記述課題 1: 下の荷造り紐の文章から、「荷造り紐は小さい子どもが好ん」から「ほどきながら大事に使います。」までの部分を一字一句そのまま書き写してください。
記述課題 2:
下の荷造り紐の文章について、次の問いに答えてください。
(a) 紐の長さは何メートルですか。
(b) 紐を出し始めてから全部出るまで、どれくらいかかりましたか。
(c) からまった紐は何に入れて持ち帰りましたか。

抽出テキスト:
☆ ☆ ☆ ☆
その佇まいを見るたびに全部出してみたいという思いが募っていた。
子どもたちよ
特に使い道もないが全部出す。「全部出す」という経験が目的だ。全部出したらまた巻き取って家で大事に使うつもりだ。
紐の長さは180メートル。漠然と長いなとは思うが、どんな長さなのかいまいちピンと来ない。全部出すのにどれくらいかかるんだろう。
何ごとも一生懸命やると高尚な雰囲気が出る。
荷造り紐は小さい子どもが好んでズルズル出しているイメージがある。そして大抵は志半ばで大人に制されたり、途中で飽きて次のいたずらに移っていたりする。
おい、やるぞ。俺はやるからな。俺はお前たちの分まで、荷造り紐を最後まで出すぞ。
そして紐を出し始めてから3分ほど、
荷造り紐、全部出た。
全世界の子どもたち、そしてかつて子どもだった大人たちよ、俺はやったぞ。これは君たち一人一人がかつて出すのを諦めた荷造り紐でもある。
もう大丈夫だ。もう過去を悔やむ必要はない。紐は全て出され、皆の願いは成就した。
大事に使います
きれいに巻き取って帰ろうと思っていたのだが、からまっていたのでワサワサさせたままギュッとリュックに入れて帰った。少しずつほどきながら大事に使います。
☆ ☆ ☆ ☆
データ行:

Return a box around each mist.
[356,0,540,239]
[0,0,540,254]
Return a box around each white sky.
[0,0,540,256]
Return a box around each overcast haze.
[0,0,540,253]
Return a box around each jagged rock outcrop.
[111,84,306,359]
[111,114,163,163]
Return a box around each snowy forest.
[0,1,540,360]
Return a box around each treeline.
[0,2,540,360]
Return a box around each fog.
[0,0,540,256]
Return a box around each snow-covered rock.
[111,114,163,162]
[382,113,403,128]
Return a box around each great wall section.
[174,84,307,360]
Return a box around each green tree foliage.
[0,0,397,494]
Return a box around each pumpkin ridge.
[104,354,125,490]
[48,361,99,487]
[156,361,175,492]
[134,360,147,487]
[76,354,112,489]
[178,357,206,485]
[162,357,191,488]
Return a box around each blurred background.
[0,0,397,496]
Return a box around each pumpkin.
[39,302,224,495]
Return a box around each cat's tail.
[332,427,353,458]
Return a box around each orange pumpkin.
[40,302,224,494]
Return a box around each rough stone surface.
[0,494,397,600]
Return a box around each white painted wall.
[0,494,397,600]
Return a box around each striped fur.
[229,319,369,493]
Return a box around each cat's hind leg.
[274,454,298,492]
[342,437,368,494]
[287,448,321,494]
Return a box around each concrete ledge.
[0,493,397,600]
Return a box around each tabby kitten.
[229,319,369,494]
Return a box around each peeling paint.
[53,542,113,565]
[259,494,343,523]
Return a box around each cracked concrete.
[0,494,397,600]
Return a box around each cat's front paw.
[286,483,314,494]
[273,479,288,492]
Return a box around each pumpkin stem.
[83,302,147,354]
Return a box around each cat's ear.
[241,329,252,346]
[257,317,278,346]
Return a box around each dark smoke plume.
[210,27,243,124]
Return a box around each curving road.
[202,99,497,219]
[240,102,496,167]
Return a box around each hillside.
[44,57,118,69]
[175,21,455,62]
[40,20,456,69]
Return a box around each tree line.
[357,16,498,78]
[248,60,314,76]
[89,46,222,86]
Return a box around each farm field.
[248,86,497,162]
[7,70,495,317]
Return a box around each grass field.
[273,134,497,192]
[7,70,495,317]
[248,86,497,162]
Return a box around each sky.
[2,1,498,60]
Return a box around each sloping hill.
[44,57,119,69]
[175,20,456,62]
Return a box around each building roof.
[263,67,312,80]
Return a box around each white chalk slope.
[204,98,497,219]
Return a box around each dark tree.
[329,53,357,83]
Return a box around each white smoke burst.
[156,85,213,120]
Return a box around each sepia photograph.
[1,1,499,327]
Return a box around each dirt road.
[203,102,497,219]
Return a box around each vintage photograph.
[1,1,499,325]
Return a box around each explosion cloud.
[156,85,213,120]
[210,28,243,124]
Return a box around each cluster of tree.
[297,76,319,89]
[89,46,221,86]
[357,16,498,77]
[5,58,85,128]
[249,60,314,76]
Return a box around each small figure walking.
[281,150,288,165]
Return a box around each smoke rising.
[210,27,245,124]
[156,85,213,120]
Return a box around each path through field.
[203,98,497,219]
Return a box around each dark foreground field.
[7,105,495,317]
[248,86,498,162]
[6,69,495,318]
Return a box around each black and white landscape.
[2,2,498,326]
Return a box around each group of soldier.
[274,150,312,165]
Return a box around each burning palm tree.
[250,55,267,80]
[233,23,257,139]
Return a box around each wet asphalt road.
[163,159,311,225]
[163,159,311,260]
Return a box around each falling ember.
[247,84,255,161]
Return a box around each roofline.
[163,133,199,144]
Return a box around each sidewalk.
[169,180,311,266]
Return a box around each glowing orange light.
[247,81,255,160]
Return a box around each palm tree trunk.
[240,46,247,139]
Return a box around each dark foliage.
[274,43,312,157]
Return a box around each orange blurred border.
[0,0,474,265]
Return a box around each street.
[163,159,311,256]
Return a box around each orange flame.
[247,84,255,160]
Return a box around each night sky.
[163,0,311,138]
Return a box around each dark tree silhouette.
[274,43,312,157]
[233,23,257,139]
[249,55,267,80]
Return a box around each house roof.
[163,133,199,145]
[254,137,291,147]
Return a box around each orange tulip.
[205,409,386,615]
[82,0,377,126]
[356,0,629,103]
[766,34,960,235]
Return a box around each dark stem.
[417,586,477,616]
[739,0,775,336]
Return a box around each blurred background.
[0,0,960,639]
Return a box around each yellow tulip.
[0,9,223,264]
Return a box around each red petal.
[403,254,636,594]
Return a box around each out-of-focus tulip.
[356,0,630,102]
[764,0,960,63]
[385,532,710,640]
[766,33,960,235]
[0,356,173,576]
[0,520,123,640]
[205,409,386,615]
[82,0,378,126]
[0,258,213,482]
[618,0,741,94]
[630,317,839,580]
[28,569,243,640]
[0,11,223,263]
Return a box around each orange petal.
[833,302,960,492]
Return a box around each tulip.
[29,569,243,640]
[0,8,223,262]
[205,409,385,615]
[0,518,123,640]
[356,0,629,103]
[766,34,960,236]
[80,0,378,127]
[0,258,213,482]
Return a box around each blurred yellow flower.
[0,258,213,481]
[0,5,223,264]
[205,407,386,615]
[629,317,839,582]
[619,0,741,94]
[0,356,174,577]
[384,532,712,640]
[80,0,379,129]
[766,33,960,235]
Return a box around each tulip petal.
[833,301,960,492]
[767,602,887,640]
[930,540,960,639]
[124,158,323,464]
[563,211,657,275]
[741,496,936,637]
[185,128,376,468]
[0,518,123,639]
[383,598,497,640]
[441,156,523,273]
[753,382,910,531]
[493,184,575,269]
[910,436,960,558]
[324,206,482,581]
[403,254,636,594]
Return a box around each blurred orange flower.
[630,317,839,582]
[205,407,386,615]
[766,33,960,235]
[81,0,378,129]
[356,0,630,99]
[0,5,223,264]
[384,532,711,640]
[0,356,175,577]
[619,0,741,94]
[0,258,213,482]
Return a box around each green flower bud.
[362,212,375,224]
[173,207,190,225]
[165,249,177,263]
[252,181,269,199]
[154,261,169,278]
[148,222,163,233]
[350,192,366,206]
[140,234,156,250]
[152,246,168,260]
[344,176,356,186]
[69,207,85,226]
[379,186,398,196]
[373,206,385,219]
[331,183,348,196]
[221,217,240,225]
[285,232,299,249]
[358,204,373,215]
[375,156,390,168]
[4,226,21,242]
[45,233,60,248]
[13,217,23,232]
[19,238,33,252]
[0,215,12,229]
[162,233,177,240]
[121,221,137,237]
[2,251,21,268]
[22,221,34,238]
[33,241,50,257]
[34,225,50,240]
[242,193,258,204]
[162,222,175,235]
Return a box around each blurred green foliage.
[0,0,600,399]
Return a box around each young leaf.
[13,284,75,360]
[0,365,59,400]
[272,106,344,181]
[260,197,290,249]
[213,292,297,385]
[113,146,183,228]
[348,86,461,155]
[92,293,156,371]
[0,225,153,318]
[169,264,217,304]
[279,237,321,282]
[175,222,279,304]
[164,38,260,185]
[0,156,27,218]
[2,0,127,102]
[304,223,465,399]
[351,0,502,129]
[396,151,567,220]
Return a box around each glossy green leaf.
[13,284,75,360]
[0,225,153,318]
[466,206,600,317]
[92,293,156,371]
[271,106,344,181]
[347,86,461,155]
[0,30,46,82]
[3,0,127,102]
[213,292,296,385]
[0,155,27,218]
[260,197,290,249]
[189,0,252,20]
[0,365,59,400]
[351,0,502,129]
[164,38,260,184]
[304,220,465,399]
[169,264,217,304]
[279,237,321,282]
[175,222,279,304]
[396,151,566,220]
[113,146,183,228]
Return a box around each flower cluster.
☆ ☆ ☆ ☆
記述回答 1:
荷造り紐は小さい子どもが好んでズルズル出しているイメージがある。そして大抵は志半ばで大人に制されたり、途中で飽きて次のいたずらに移っていたりする。
おい、やるぞ。俺はやるからな。俺はお前たちの分まで、荷造り紐を最後まで出すぞ。
そして紐を出し始めてから3分ほど、
荷造り紐、全部出た。
全世界の子どもたち、そしてかつて子どもだった大人たちよ、俺はやったぞ。これは君たち一人一人がかつて出すのを諦めた荷造り紐でもある。
もう大丈夫だ。もう過去を悔やむ必要はない。紐は全て出され、皆の願いは成就した。
大事に使います
きれいに巻き取って帰ろうと思っていたのだが、からまっていたのでワサワサさせたままギュッとリュックに入れて帰った。少しずつほどきながら大事に使います。

記述回答 2:
(a) 180メートル
(b) 3分ほど
(c) リュック